◆ Texto proporcionado:
● ● ●

En 1995, Nicholas Negroponte –a la sazón, el alma mater del Instituto Tecnológico de Massachusetts– había anunciado, entre muchos otros adelantos, que en el futuro próximo habría un diario digital hecho a la medida de cada persona, según sus preferencias. Esto ya existe y, además, en los periódicos convencionales, como este, los lectores pueden copiar el link de las noticias o columnas de opinión y enviarlas a sus contactos, al mismo tiempo que cada uno tiene la posibilidad de dejar sus comentarios al pie de una nota y otros responderle, a la vista de todos. Pero esto, todavía –y afortunadamente–, es una actividad que tiene un pie en la sociedad de masas y que fomenta la interacción de los ciudadanos en torno de un tema común.
Los más jóvenes ya no leen los diarios, sino que se informa cada uno de ellos en una fuente distinta, por medio de YouTube u otras aplicaciones, algo que habla muy bien de sus capacidades de selección y análisis, pero que centrifuga los intereses en desmedro de los ejes de discusión propios de una circunstancia histórica determinada.
Hace muy poco tiempo, el empresario y conductor Mario Pergolini demostró, en una conferencia que se difundió por las redes, que un campeonato mundial de globos –consistente en evitar que un globo toque el suelo– había tenido más audiencia que la transmisión de la ceremonia de entrega de los Oscar.
Los menores de 35 años tampoco miran televisión y los mayores, quienes sí lo hacen, se encuentran con una sobrecarga de chismes y comentarios que ponen el foco en los problemas íntimos de actores, actrices y hasta del público que concurre a los estudios a revelar su vida personal con detalles tales que resulta difícil entender por qué desean contarlos a todo el mundo. Es lo que Gilles Lipovetsky llamaba “el intimismo tiránico”. “Allí donde reina la obscenidad de la intimidad –escribió este admirable sociólogo francés en 1983–, la comunidad se hace pedazos y las relaciones humanas se vuelven ‘destructoras’”. Tempranamente descubrió que el narcisismo contemporáneo –como él mismo lo llama– conspira contra el sentimiento de pertenencia a un grupo o a una nación.
Toffler, por su lado, anticipó hace más de 40 años que el “creciente nivel de diversidad social”, la “acentuación de las diferencias” o lo que hoy podríamos denominar la “idolatría de las minorías” vuelven más difícil el contacto humano y el sentimiento de comunidad, nos hacen más exigentes en nuestras relaciones sociales y también hacen más exigentes a los otros. El resultado es una neurosis colectiva que lleva rápidamente a la cancelación del otro por cualquier causa y a la atomización de la sociedad.

● ● ●

◆ Datos proporcionados:
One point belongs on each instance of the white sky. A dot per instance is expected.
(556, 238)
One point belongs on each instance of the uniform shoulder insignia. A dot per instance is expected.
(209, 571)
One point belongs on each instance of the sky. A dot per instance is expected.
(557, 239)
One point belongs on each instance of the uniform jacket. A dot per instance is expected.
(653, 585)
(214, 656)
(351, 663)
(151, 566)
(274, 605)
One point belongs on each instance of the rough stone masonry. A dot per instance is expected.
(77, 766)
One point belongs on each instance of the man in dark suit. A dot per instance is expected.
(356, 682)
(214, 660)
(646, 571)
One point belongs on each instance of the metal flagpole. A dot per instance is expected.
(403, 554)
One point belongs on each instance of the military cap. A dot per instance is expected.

● ● ●

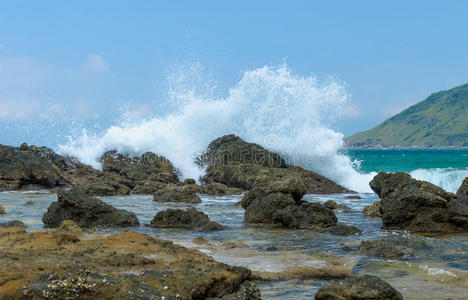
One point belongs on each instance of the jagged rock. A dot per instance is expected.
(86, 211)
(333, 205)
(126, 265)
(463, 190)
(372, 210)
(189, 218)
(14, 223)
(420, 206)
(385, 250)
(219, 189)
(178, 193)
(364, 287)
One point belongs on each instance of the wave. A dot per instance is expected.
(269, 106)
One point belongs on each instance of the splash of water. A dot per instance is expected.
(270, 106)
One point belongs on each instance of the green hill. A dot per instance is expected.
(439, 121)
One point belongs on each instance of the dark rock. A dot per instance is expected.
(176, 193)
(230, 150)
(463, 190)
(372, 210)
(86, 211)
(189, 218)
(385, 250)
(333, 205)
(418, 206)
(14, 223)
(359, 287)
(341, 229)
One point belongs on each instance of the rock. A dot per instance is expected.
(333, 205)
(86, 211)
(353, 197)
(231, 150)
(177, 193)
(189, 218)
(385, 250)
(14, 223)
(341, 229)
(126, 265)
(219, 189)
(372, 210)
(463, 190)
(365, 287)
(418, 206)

● ● ●

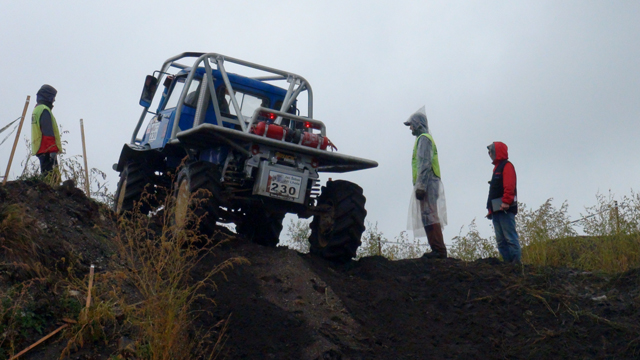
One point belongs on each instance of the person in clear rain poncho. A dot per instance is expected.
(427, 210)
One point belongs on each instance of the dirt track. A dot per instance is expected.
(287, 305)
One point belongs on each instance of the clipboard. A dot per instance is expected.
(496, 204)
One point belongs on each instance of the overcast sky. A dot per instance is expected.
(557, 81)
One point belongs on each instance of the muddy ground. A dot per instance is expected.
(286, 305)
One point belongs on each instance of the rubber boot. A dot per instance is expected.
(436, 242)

● ● ●

◆ Tareas requeridas:
A - Según el texto proporcionado, ¿qué evento tuvo más audiencia que la transmisión de la entrega de los Oscar?
B - Nombra a todas las personas que se mencionan en el texto proporcionado.
Las filas no tienen relación con el texto proporcionado.

◆ Soluciones:
A - Un campeonato mundial de globos, que consiste en evitar que un globo toque el suelo.

B - Nicholas Negroponte, Mario Pergolini, Gilles Lipovetsky y Toffler.